(Document excerpt)

Feminist Research


Southeast Asia Research Dialogues

This was our first event in the SEA Research Dialogue series. This event used a hybrid format to host a virtual panel and brought together a community of researchers and practitioners in Mae Sot and Chiang Mai for in-person discussions. The panelists are researchers who employ a feminist methodology or conduct/support research as part of their work to empower girls and/or women. The panelists were a mixed between academic researchers and practitioners. The online panel was moderated by the Tea Leaf Center’s director Aileen Thomson.


Our presenters in order of appearance:

Phoebe Rebel graduated in 2016 with B.A (Hons) in Communication from Lancaster University, she works as both a communication specialist and women activist dedicating to the advancement of women’s life through her expertise. Her experience includes raising awareness and advocacy, supporting survivors in case management, providing empowerment and sexuality workshops, and women’s economic empowerment. She believes in the power of strategic and creative communications as they can help change people minds and behaviors, especially in the means of achieving gender equality. Currently, she is a research fellow at Chiang Mai University, doing research about women in Myanmar’s Spring Revolution. Though she moved to Thailand, she keeps working with women on the ground to help enhance their security and needs under the cruelty of military regime.


Khin Yadanar studied law at West University of Yangon from 2002-2007, and attended Minmahaw Education Foundation at Mae Sot for the GED program in 2008-2009. She won a scholarship to study at Asian University for Women for my Bachelor Degree from 2009-2014. Then she started to work for development fields in Myanmar, including work for Medical Action Myanmar and as a consultant for Save the Children-International. With Save the Children, she was involved in the Program Design team, and worked on the Challenging Urban Poverty Program. From then onwards, she became a researcher as her full-time career. From 2020 till present, she has been doing quite a lot of both quantitative and qualitative research about adolescent girls’ lives in Myanmar. 


Kriangsak Teerakowitkajorn, Ph.D. is the founder and Managing Director of the Just Economy and Labor Institute (JELI), a labor justice organization with which he has led a series of action research on platform workers since 2017. His recent research is “Centering the agency of women in Thailand’s platform-based care economy (2022)”, funded by International Development Research Center in Canada. Holding a Ph.D. in Labour Geographies from Syracuse University, Kriangsak served as a research consultant for several international organizations including the ILO and  Oxfam. In the past decade, Kriangsak has worked extensively with labor movements in Thailand and Southeast Asia. He is also a co-producer and co-host of the Asian Labor Review podcast, The Content of Resistance, highlighting labor struggles and resistance across Asia.


Dr. Elizabeth Imti has a Ph.D in Sociology from Jawaharlal Nehru University, New Delhi, India. She worked as an Assistant Professor in India before joining AIPP last year, and also worked as a research assistant at the University of Lethbridge, Lethbridge, Alberta, Canada.

(What the exercise asks) Using the Feminist Research page, explain why Phoebe Rebel believes in the power of strategic and creative communications.

(Data under study)

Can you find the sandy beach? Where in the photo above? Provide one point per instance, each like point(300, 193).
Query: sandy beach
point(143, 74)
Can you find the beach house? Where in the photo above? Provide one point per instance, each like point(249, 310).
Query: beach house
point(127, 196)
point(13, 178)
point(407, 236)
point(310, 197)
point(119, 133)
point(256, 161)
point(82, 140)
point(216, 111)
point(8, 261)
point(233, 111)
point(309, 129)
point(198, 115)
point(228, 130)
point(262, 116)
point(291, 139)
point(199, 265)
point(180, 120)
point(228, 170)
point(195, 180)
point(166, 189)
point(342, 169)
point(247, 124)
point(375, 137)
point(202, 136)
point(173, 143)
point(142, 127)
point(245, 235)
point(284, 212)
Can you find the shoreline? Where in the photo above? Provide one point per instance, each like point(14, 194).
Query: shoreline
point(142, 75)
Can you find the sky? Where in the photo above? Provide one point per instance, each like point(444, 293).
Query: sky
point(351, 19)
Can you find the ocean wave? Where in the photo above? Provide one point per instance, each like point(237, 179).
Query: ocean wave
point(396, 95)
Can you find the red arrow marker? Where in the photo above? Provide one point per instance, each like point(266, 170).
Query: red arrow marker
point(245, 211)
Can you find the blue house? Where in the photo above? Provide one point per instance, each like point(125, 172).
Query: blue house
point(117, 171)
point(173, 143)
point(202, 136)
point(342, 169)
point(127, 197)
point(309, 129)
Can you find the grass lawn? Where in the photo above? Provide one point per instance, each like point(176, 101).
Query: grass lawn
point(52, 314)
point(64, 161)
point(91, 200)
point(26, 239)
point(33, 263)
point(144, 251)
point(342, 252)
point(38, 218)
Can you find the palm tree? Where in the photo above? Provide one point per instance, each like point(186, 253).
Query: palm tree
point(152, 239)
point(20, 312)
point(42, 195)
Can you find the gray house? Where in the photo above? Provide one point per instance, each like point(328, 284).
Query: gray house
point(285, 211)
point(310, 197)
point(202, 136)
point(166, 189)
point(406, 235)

(Answer to this exercise) She believes in them because they can help change people's minds and behaviors, especially as a means of achieving gender equality.